++++ Excerpted data ++++

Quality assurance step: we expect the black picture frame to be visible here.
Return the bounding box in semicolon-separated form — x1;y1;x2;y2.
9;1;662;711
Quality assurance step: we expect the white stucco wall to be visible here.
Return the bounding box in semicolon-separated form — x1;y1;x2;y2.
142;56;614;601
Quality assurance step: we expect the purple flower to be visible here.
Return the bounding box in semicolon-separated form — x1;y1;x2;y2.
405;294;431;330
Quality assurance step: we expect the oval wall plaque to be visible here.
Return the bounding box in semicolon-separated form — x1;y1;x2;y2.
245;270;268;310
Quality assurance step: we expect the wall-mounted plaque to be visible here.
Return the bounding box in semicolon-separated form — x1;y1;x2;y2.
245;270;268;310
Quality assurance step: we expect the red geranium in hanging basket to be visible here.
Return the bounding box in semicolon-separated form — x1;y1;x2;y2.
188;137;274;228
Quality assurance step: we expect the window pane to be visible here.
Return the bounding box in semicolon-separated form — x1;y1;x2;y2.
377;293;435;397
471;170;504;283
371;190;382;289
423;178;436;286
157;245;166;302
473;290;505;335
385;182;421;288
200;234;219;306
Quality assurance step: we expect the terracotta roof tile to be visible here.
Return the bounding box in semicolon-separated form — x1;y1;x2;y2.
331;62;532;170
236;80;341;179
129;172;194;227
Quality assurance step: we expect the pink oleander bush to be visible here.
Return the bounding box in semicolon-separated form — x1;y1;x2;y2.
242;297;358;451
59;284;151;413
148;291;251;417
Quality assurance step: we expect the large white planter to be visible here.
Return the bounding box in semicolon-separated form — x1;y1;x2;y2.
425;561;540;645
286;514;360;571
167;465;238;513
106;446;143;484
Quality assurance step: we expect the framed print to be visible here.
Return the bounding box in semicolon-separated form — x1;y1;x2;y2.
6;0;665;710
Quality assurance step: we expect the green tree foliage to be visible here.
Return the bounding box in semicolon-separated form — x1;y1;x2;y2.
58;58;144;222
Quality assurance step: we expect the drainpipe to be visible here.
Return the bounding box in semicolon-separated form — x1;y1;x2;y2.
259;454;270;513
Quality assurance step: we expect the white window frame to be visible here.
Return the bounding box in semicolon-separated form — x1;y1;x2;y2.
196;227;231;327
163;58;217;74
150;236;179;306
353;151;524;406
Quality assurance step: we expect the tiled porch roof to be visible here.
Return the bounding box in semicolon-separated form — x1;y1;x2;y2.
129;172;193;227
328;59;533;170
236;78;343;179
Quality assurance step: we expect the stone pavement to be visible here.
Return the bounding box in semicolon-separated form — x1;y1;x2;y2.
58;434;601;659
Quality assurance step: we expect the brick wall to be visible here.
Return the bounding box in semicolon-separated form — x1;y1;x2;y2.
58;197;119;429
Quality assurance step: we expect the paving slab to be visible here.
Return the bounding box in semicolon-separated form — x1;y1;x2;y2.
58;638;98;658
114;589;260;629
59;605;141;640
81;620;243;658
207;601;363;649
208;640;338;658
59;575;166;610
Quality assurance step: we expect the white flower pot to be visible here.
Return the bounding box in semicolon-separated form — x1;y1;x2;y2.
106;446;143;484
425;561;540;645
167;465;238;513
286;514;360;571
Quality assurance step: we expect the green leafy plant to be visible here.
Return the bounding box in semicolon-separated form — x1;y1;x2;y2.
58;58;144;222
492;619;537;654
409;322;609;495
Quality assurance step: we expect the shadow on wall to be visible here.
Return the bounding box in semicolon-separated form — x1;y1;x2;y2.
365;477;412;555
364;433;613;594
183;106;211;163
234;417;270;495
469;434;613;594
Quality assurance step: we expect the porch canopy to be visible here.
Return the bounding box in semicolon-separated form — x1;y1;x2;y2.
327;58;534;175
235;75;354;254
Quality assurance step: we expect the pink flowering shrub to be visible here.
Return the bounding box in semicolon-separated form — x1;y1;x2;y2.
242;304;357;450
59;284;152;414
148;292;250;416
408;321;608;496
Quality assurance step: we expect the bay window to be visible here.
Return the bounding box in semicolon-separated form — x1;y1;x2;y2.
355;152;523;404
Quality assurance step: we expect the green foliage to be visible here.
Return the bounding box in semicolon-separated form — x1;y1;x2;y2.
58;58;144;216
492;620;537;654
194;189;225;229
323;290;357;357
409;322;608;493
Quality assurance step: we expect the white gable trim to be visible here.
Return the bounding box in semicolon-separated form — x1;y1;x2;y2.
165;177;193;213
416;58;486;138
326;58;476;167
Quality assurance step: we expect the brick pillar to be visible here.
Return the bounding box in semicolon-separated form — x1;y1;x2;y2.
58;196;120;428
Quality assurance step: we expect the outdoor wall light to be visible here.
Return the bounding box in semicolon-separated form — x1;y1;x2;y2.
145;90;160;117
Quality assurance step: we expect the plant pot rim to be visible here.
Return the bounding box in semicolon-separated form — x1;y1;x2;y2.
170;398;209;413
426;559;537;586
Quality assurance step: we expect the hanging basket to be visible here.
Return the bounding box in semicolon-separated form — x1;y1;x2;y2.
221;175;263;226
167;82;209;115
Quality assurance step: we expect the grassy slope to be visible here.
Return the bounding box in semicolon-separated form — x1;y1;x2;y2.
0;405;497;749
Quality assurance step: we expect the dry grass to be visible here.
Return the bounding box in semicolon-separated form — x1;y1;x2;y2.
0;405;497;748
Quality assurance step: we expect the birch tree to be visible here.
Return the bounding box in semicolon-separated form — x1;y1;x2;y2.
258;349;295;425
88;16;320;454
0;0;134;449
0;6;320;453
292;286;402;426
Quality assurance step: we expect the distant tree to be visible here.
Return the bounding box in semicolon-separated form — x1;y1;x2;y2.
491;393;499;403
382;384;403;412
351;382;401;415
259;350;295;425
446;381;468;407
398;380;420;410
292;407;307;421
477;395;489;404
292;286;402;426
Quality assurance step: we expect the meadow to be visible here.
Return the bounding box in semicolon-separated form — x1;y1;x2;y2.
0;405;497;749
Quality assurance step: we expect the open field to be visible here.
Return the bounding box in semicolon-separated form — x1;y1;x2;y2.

++++

Task: Filter the records above down to the lines containing "pink".

Expected output:
Quality assurance step: we expect the pink oleander bush to be visible here.
Quality assurance step: we expect the pink flowering shrub to be visible here.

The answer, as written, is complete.